» Text passage

George Clymer was a successful businessman with an abiding interest in the welfare of the common man. He never served in uniform during the Revolutionary War, but he made a significant contribution to the cause of liberty by organizing essential congressional support for needed military reforms and by personally helping to reorganize the Continental Army. As a politician he tended to avoid the limelight, preferring to work on committees where he could bring his administrative skills to bear. He was a soft-spoken man who, as a contemporary said, "was never heard to speak ill of any one." He signed the Declaration of Independence as well as the Constitution.
CAREER BEFORE THE CONSTITUTIONAL CONVENTION. Clymer was orphaned as an infant and adopted by an uncle, William Coleman, a wealthy Philadelphia merchant and friend of Benjamin Franklin. Informally educated, he became a clerk and, later, partner in his uncle's mercantile firm, which he would inherit. In 1765 he married Elizabeth Meredith, whose socially prominent family introduced him to George Washington and other Patriot leaders. He eventually merged his business with that of his in-laws to form Meredith-Clymer, a leading Pennsylvania merchant house.

» Requirement
In the passage about George Clymer, who adopted him after he was orphaned?

» Information provided

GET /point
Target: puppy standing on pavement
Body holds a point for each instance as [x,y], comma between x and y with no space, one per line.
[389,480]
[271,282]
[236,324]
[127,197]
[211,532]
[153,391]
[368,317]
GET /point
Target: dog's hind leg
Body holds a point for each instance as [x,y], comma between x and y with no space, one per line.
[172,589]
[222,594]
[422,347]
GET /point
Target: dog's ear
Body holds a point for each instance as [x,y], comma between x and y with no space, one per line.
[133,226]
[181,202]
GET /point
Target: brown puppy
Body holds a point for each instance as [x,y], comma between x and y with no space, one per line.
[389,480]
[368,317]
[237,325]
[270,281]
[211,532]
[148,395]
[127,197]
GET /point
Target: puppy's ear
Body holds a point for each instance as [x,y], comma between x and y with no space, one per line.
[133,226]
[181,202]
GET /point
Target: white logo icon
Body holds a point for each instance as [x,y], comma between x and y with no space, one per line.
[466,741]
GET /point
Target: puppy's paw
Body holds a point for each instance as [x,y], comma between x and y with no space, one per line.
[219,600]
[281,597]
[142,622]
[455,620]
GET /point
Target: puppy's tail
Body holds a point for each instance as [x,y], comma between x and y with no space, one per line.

» Response
His uncle, William Coleman, a wealthy Philadelphia merchant.